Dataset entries

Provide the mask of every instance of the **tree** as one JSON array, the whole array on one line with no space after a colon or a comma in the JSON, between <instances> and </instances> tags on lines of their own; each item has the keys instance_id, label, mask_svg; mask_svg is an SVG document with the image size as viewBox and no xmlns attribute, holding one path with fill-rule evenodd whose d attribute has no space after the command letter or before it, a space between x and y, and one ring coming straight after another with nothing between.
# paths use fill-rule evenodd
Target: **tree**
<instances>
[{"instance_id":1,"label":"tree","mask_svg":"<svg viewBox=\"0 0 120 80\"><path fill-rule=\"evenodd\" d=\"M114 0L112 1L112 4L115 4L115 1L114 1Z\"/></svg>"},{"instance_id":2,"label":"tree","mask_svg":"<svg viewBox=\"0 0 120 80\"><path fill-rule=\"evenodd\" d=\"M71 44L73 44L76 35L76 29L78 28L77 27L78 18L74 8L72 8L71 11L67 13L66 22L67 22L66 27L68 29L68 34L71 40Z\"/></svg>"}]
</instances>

WHAT THE TASK ASKS: All records above must be printed again, exactly.

SOLUTION:
Provide the mask of every instance of the **tree** as one JSON array, the whole array on one line with no space after a colon or a comma in the JSON, between <instances> and </instances> tags on lines of their own; each item has the keys instance_id, label, mask_svg; mask_svg is an SVG document with the image size as viewBox and no xmlns attribute, holding one path with fill-rule evenodd whose d attribute has no space after the command letter or before it, a space between x and y, and one ring coming straight after another with nothing between.
# paths use fill-rule evenodd
Target: **tree**
<instances>
[{"instance_id":1,"label":"tree","mask_svg":"<svg viewBox=\"0 0 120 80\"><path fill-rule=\"evenodd\" d=\"M114 0L112 1L112 4L115 4L115 1L114 1Z\"/></svg>"},{"instance_id":2,"label":"tree","mask_svg":"<svg viewBox=\"0 0 120 80\"><path fill-rule=\"evenodd\" d=\"M71 44L73 44L76 35L76 29L78 28L77 27L78 18L74 8L72 8L71 11L67 13L66 22L67 22L66 27L68 29L68 34L71 40Z\"/></svg>"}]
</instances>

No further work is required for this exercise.